READING PASSAGE ▸
______

Look, I don’t know if, in the end, MLB actually will cut those minor-league teams. Politicians, led by Bernie Sanders, are now getting interested in the subject, and that’s dangerous territory for MLB. They’re talking about tearing away teams in 21 different states, and that means 42 angry senators from both sides of the aisle, and I’m thinking that threat should be enough to give MLB pause. Let’s just say that MLB cherished antitrust exemption has not made sense in years, and I don’t think MLB would want to see Senators arguing about it.

But, whether it’s now or later, MLB will keep trying to squeeze the minor leagues and all those cities, large and small, that are not fortunate enough to have Major League Baseball.

And I think it’s impossibly, recklessly and self-destructive. MLB needs people to come back to baseball. They need to raise the next generation to love the game. They can make a quick buck here, and owners have always shown that they appreciate a quick buck, but I agree with Philip K. Wrigley. I truly believe the fact that the vast majority of Americans do not have their own free hometown baseball team to root for is an existential threat. And MLB should think long and hard about that.

Celebrating Raul

Hi everybody. Here is my first weekly newsletter! I’m wide open to ideas and suggestions about improving it. I’ll put up a thread tomorrow so you can ask anything, suggest anything, talk about anything.

Celebrating Raul

The Baseball Hall of Fame ballot is out. It will look a little something like this (h/t to the incomparable Ryan Thibodaux (@NotMrTibbs) and the BBHOF Tracker Team):

There is much to say, and I among others will spill many, many words saying some of those things over the next few weeks (including a few more in the next section.

______

LISTED ENTRIES ▸
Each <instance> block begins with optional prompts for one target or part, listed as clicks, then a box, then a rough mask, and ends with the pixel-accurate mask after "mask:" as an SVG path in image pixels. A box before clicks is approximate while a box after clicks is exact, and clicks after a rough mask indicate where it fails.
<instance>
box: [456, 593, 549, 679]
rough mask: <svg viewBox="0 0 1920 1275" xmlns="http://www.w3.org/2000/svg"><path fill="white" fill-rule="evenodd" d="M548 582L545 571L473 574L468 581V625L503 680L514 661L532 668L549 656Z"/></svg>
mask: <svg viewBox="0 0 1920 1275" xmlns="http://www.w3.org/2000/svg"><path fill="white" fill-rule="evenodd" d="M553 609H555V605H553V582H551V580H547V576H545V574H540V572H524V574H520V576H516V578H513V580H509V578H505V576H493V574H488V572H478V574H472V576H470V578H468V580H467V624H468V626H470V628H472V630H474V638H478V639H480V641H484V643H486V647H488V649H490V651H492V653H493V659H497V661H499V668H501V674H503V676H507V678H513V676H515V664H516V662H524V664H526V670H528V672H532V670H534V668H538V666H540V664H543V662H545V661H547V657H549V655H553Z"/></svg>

______

PROBLEM A ▸ In the baseball newsletter, how many senators does the writer say would be angered if minor-league teams in 21 states were cut?
PROBLEM B ▸ Extend the baseball newsletter past its final sentence.
The entries have no connection to the baseball newsletter.

RESULT A ▸ 42 senators, from both sides of the aisle.

RESULT B ▸
But I want to begin by congratulating my dear friend Raúl Ibañez for appearing on this ballot.

Raúl is one of my favorite people in the world, but that isn’t saying much: Everybody who knows Raúl has him on their all-time favorites list. He’s just that good a guy. We have a particularly special connection because his first son and my first daughter were born on the same day, which led to us comparing father notes when we both had no idea what was next. This led to us challenging each other to online chess, which led to us just becoming friends beyond the field.

Raúl is not a Hall of Famer. He would be the first to tell you that. In fact, when I texted him congratulations for being on the ballot on Monday, he wrote back, and I quote, “I am? LOL!” That tells you a whole lot about Raúl, by the way.

But the guy had an extraordinary career. He was a 36th round pick out of Miami-Dade College, and 36th-round picks don’t have long and vibrant league careers. He had, by far, the best career of any 36th-round pick in the history of the draft. Second is probably Junior Spivey, to give you an idea.

Ibañez had to prove himself again and again and again just to stay in the game. He was drafted by Seattle and kept in Class A ball for three years despite hitting pretty well each of those years. He hit in Class AA and again in Class AAA and got a a four-game call-up to the big leagues. He was already 24. Then it was back to Class AAA, where he hit again, enough to get an 11-game call-up.

Then he got a big-league shot, didn’t hit, and got sent back to Class AAA. Same next year. Same next year. He was already 29 years old when the Mariners gave up on him, and a Kansas City Royals general manager, Allard Baird, took a shot because why not? The Royals were almost entirely devoid of talent then, devoid of prospects, they had all sorts of job openings. They gave Ibañez his first regular spot in the lineup, and Raul hit well enough to play his first full season in 2002, when he was 30 years old. Ibañez hit .294/.346/.537 with 24 homers and 103 RBIs, and he that was more less what he would do for the next decade.

He ended up with more than 300 home runs, more than 2,000 hits and more than 1,200 RBIs, which is pretty darned good for a guy who had fewer than 200 hits before he turned 30. He made himself into a good hitter. He was not fast, but he hustled so much that he became an average base runner and, for a few years in his early 30s, an above average fielder. He squeezed every last drop out of his talent and in the process became an All-Star and a postseason hero and everybody’s favorite teammate.

He’s not a Hall of Famer. But that ain’t a bad baseball life.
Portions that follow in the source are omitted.